> **DOCUMENT EXTRACT**
========
DURING THE STEWARDSHIP of Mr Atal Bihari Vajpayee, major strides were taken to forge an economic link with Singapore that would benefit the Indian economy in the long run. That link was to be given concrete shape under a Comprehensive Economic Cooperation Agreement (CECA) covering five broad areas, the most important being a free trade agreement between the two economies. The other areas were investment promotion, double-taxation, civil aviation, and specific work programmes on economic cooperation. According to the earlier schedule, the FTA was to be signed in April. However, the CECA applecart was rocked by the Lok Sabha elections and its future has become somewhat uncertain with the present Commerce Minister, Mr Kamal Nath, telling the visiting Singapore Prime Minister, Mr Goh Chok Tong, last week that had it not been for the visit he would probably not "have even opened the document".
========
> **INFORMATION SHOWN**
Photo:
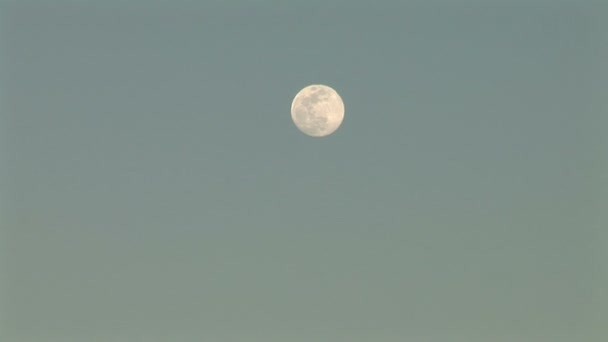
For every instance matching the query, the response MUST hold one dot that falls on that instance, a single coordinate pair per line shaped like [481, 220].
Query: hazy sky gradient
========
> **WORK ORDER 1**
According to the India–Singapore trade passage, what was the most important of the areas the CECA was to cover?
> **WORK ORDER 2**
Please carry on the India–Singapore trade passage from its last sentence.

> **FINAL ANSWER 1**
A free trade agreement between the two economies.

> **FINAL ANSWER 2**
Significantly, as opposed to the unstinted support that Mr Vajpayee and his Ministers such as Mr Arun Shourie and Mr Arun Jaitley gave the project, the response of the new Prime Minister, Dr Manmohan Singh, has been more measured. Dr Manmohan Singh is reported to have told Mr Goh that he "philosophically (supported) FTA-plus" but that the UPA Government was a coalition regime and he had "to persuade the others to come along". While the the National Common Minimum Programme's silence on FTAs could mean a smooth road ahead for the Singapore venture, its support for trade liberalisation measures specifically within the WTO negotiating framework (and that too only if the interests of farmers are protected), could spell danger for FTAs because of their regional character. It will be argued that the Singapore FTA will pose no threat on the agriculture front as the island-nation is not a major producer of farm products. Indeed, on a larger scale, as Mr Goh emphasised, Singapore can pose no economic threat to India whatsoever. Yet, the fact remains that Singapore is primarily an entrepot, and other countries can route their exports to India via the city-state's free-trade window, which could pose a threat to Indian interests. Happily, Singapore is conscious of this, which is why Mr Goh stressed on the rules of origin under which any third economy company would have to add value up to "35 to 40 per cent" to their products in Singapore before they can use the FTA channel to export to India.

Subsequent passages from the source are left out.